DO THIS
Write out the listing below exactly, and omit any images you find in it.

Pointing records
==========

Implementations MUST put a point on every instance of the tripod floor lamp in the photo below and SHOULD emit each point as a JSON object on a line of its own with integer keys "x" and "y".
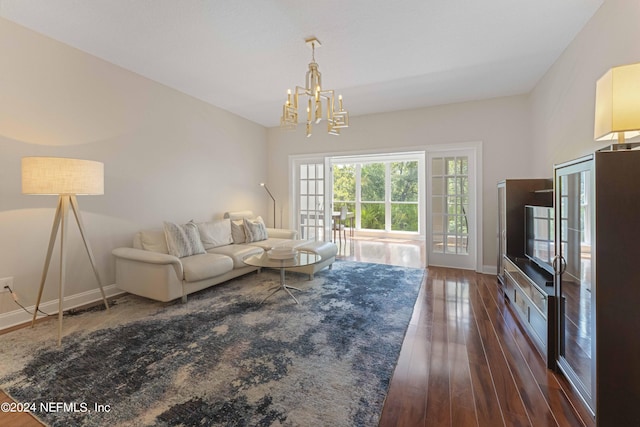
{"x": 66, "y": 178}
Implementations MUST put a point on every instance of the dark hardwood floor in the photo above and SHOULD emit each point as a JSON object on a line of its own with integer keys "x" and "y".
{"x": 464, "y": 362}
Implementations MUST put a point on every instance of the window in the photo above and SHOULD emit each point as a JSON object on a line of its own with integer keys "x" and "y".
{"x": 383, "y": 191}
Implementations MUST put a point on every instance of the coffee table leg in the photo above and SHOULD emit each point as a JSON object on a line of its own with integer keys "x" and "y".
{"x": 283, "y": 286}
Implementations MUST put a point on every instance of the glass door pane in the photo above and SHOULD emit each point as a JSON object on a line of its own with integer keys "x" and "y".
{"x": 311, "y": 201}
{"x": 451, "y": 208}
{"x": 574, "y": 194}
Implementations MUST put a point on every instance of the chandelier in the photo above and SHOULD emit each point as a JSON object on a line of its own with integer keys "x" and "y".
{"x": 313, "y": 97}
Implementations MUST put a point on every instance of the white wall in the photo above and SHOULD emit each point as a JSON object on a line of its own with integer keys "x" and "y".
{"x": 563, "y": 102}
{"x": 166, "y": 157}
{"x": 523, "y": 136}
{"x": 502, "y": 124}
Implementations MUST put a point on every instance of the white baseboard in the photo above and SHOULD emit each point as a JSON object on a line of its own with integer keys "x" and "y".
{"x": 489, "y": 269}
{"x": 19, "y": 316}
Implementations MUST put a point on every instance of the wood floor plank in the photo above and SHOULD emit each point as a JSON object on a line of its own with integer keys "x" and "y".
{"x": 532, "y": 398}
{"x": 506, "y": 389}
{"x": 438, "y": 411}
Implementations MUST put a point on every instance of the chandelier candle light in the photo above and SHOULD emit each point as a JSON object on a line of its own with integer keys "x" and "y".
{"x": 336, "y": 119}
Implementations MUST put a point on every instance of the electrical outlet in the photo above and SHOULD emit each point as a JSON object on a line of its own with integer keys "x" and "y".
{"x": 6, "y": 281}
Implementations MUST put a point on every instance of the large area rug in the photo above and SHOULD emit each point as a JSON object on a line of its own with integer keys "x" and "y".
{"x": 223, "y": 358}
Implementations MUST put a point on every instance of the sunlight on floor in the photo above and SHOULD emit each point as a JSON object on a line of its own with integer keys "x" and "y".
{"x": 392, "y": 251}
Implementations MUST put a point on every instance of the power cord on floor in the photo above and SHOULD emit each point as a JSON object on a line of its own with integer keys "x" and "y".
{"x": 15, "y": 299}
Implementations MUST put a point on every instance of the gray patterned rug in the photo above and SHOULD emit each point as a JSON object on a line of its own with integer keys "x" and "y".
{"x": 223, "y": 358}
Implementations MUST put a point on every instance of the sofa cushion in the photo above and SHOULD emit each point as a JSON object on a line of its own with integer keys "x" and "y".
{"x": 183, "y": 240}
{"x": 205, "y": 266}
{"x": 152, "y": 240}
{"x": 271, "y": 243}
{"x": 255, "y": 230}
{"x": 237, "y": 253}
{"x": 215, "y": 233}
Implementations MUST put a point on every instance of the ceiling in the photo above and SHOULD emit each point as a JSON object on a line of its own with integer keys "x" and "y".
{"x": 381, "y": 55}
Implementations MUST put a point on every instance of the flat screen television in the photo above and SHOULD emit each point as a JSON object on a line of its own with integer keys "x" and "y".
{"x": 539, "y": 241}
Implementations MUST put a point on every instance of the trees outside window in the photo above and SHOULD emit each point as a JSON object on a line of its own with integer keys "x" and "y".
{"x": 384, "y": 195}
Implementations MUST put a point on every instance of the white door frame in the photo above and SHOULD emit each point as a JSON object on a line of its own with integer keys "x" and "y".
{"x": 474, "y": 150}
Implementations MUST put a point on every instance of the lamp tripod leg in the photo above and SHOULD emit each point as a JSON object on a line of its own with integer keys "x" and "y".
{"x": 47, "y": 261}
{"x": 76, "y": 212}
{"x": 63, "y": 263}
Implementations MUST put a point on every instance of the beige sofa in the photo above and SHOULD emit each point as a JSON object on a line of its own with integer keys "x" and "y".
{"x": 150, "y": 270}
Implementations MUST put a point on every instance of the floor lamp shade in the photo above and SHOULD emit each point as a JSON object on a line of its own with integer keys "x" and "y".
{"x": 617, "y": 114}
{"x": 56, "y": 175}
{"x": 66, "y": 178}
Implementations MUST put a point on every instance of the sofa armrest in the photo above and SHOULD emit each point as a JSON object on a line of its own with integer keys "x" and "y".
{"x": 149, "y": 257}
{"x": 281, "y": 233}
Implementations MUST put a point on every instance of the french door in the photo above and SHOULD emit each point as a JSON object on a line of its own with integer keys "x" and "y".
{"x": 451, "y": 205}
{"x": 309, "y": 198}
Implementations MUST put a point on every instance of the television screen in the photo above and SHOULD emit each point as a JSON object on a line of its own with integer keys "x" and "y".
{"x": 539, "y": 236}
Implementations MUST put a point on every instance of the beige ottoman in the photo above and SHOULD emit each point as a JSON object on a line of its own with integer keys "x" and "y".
{"x": 327, "y": 250}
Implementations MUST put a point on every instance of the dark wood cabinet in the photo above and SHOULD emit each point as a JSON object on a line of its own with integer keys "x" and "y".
{"x": 597, "y": 203}
{"x": 528, "y": 288}
{"x": 531, "y": 294}
{"x": 513, "y": 195}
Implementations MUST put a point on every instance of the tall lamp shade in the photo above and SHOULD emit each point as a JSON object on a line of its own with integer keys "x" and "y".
{"x": 617, "y": 114}
{"x": 55, "y": 175}
{"x": 66, "y": 178}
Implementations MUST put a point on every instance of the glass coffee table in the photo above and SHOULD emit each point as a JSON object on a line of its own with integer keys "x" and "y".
{"x": 301, "y": 258}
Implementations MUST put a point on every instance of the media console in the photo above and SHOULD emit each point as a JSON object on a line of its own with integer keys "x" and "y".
{"x": 530, "y": 290}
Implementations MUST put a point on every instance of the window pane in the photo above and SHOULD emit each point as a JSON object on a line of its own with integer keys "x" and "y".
{"x": 438, "y": 186}
{"x": 438, "y": 243}
{"x": 438, "y": 223}
{"x": 373, "y": 182}
{"x": 404, "y": 217}
{"x": 372, "y": 216}
{"x": 404, "y": 181}
{"x": 437, "y": 166}
{"x": 344, "y": 183}
{"x": 450, "y": 163}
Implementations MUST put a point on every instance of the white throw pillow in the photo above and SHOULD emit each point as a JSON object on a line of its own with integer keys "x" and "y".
{"x": 215, "y": 233}
{"x": 255, "y": 230}
{"x": 183, "y": 240}
{"x": 154, "y": 240}
{"x": 237, "y": 232}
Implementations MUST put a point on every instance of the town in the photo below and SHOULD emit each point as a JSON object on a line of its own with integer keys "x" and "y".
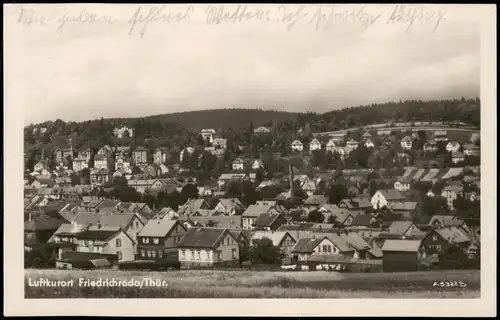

==========

WORKED SOLUTION
Implementations MUST put a point on every instance of the tripod floor lamp in the photo below and SHOULD emit each point as a JSON object on a line of its own with integer keys "x" and "y".
{"x": 66, "y": 178}
Implementations MUST put a point on every instance of the dark hardwood floor in the photo above and SHOULD emit each point as a JSON object on a line of its own with integer keys "x" and "y".
{"x": 464, "y": 362}
Implementations MUST put a point on every instance of the window in the photo above and SHOULD emit each point as a JSON object on a line of its own with integer keys "x" and "y".
{"x": 383, "y": 191}
Implementations MUST put a point on every instance of the coffee table leg in the photo above and SHOULD emit each point as a JSON object on a line of its own with integer keys "x" and "y".
{"x": 283, "y": 286}
Implementations MUST put a point on every instance of the glass door pane in the photo above and SHOULD emit each point as a JSON object on a line of its own with integer keys "x" and "y".
{"x": 311, "y": 201}
{"x": 451, "y": 208}
{"x": 574, "y": 194}
Implementations MUST put a point on every instance of the chandelier in the photo above and SHOULD emit each point as a JSON object on a line of its own with integer keys "x" and "y".
{"x": 313, "y": 97}
Implementations MUST put a point on every instance of the white wall in the photo above and SHOULD emit each point as a JSON object on a line of its own with integer keys "x" and "y".
{"x": 563, "y": 102}
{"x": 166, "y": 157}
{"x": 523, "y": 136}
{"x": 502, "y": 124}
Implementations MUST put a point on every instance of the white baseboard in the photo above and SHOULD emit each point as a JSON object on a line of its own with integer keys "x" and "y".
{"x": 489, "y": 269}
{"x": 19, "y": 316}
Implementations MUST put a point on every instance of the wood floor plank in the photo above and SHOULD emit each point as a JSON object on a line of its own with integer keys "x" and "y".
{"x": 532, "y": 398}
{"x": 506, "y": 389}
{"x": 438, "y": 411}
Implementations MUST put a point on every instance of the chandelier candle light in the photo above and SHOULD emit each point as a JSON object on a line of its own with integer keys "x" and "y".
{"x": 336, "y": 119}
Implementations MUST put a point on every instance of the electrical outlet in the photo above and SHOULD emit each point as a JSON object on a line of its own with integer keys "x" and "y".
{"x": 6, "y": 281}
Implementations MUST put a point on every instance of the large area rug in the photo above and SHOULD emit each point as a JSON object on a line of its own with integer keys "x" and "y".
{"x": 223, "y": 358}
Implementations MUST put a point on every instance of the sunlight on floor in the photo above and SHOULD emit each point as a JSON object on a line of its own with integer keys "x" and "y".
{"x": 392, "y": 251}
Implementations MUST put a point on every instance of the power cord on floor in the photo above and SHOULD emit each point as a JSON object on a line of its own with integer keys "x" and "y".
{"x": 15, "y": 299}
Implementations MUST put a point on every instance of the gray patterned rug in the photo above and SHOULD emit each point as a JSON object on a line of its own with integer keys "x" and "y".
{"x": 223, "y": 358}
Implementations MUST put a point on every instance of the sofa cushion in the photo above and SHOULD emit each point as a JSON object on a line of its own with integer keys "x" and "y".
{"x": 183, "y": 240}
{"x": 205, "y": 266}
{"x": 152, "y": 240}
{"x": 271, "y": 243}
{"x": 255, "y": 230}
{"x": 237, "y": 253}
{"x": 215, "y": 233}
Implementations MUST put a point on every instance of the ceiling in the photo above and SHOULD emit each point as a JSON object on a line of its own with integer keys "x" and "y".
{"x": 381, "y": 55}
Implementations MUST put a point on every instance of the flat screen television in the photo above and SHOULD emit each point as a JSON object on a line of its own with integer keys "x" and "y".
{"x": 539, "y": 241}
Implementations MUST put a point on every instance of the trees outside window in the photo above and SHOULD emit each point as a JSON object on a line of its own with integer keys "x" and "y".
{"x": 384, "y": 195}
Implementations MUST put a point on every instance of the white door frame in the photo above and SHOULD emit each point as a JSON object on a line of its own with integer keys "x" and "y".
{"x": 474, "y": 150}
Implementations MUST put a point on every instance of the lamp tripod leg in the photo above and SHOULD emit each point as a JSON object on a line of its own with integer keys "x" and "y".
{"x": 47, "y": 261}
{"x": 76, "y": 212}
{"x": 63, "y": 263}
Implementations MUST put a point on every instance of the beige sofa in the photo above and SHOULD emit each point as a JSON object on a line of its own with integer keys "x" and "y".
{"x": 150, "y": 270}
Implementations MUST put a point on every instance of the floor lamp shade in the photo above and SHOULD emit each point as a JSON object on a line of its own with integer keys "x" and "y".
{"x": 617, "y": 114}
{"x": 56, "y": 175}
{"x": 66, "y": 178}
Implementations MUST put a point on every instance of the sofa armrest in the photo above and SHOULD emit each point as a JSON object on a line of its own with integer keys "x" and "y".
{"x": 149, "y": 257}
{"x": 281, "y": 233}
Implementations MUST put a point on every instance of the french door in the photo above and SHOULD emit each point as a JSON object on a line of its own with integer keys "x" and "y".
{"x": 451, "y": 205}
{"x": 309, "y": 198}
Implementations MUST put a point on every instance of the television screen in the photo above and SHOULD emit each point as a JSON object on a line of its own with integer keys "x" and "y".
{"x": 539, "y": 236}
Implementations MUST put a point on every instance of the beige ottoman in the photo above and SHOULD emit each point as a JSON object on a line of its own with integer keys "x" and "y".
{"x": 327, "y": 250}
Implementations MUST put a point on every instance of the dark wood cabinet in the photo above and SHOULD emit each point as a JSON object on a line of its own with integer keys "x" and "y".
{"x": 597, "y": 203}
{"x": 528, "y": 288}
{"x": 531, "y": 294}
{"x": 513, "y": 195}
Implementations MUST put a point on every instance of the tall lamp shade in the photo above and SHOULD emit each point as a JSON object on a line of its own with integer keys "x" and "y".
{"x": 617, "y": 114}
{"x": 55, "y": 175}
{"x": 66, "y": 178}
Implementations MUST put a point on every instance of the glass coffee table in the photo above and SHOULD emit each point as a JSON object on a line of its own with integer keys "x" and "y".
{"x": 301, "y": 258}
Implementations MUST put a point on every instance of the media console in the photo above and SHOULD emit each point as a JSON object on a line of its own with integer keys "x" and "y".
{"x": 530, "y": 290}
Implementations MUST put a point on every instance of the window pane in the photo above and SHOULD emit each point as a JSON object on a line of its own with integer keys "x" and "y".
{"x": 438, "y": 186}
{"x": 438, "y": 243}
{"x": 438, "y": 223}
{"x": 373, "y": 182}
{"x": 404, "y": 217}
{"x": 372, "y": 216}
{"x": 404, "y": 181}
{"x": 437, "y": 166}
{"x": 344, "y": 183}
{"x": 450, "y": 163}
Implementations MUST put a point on every instance of the white throw pillow in the photo above and SHOULD emit each point as a JSON object on a line of its own with integer keys "x" and "y".
{"x": 215, "y": 233}
{"x": 255, "y": 230}
{"x": 183, "y": 240}
{"x": 154, "y": 240}
{"x": 237, "y": 232}
Implementations MUST put a point on every instance of the town in the photo below and SHOULD emit each point as a JSON object on a line of its own with integer keys "x" and "y".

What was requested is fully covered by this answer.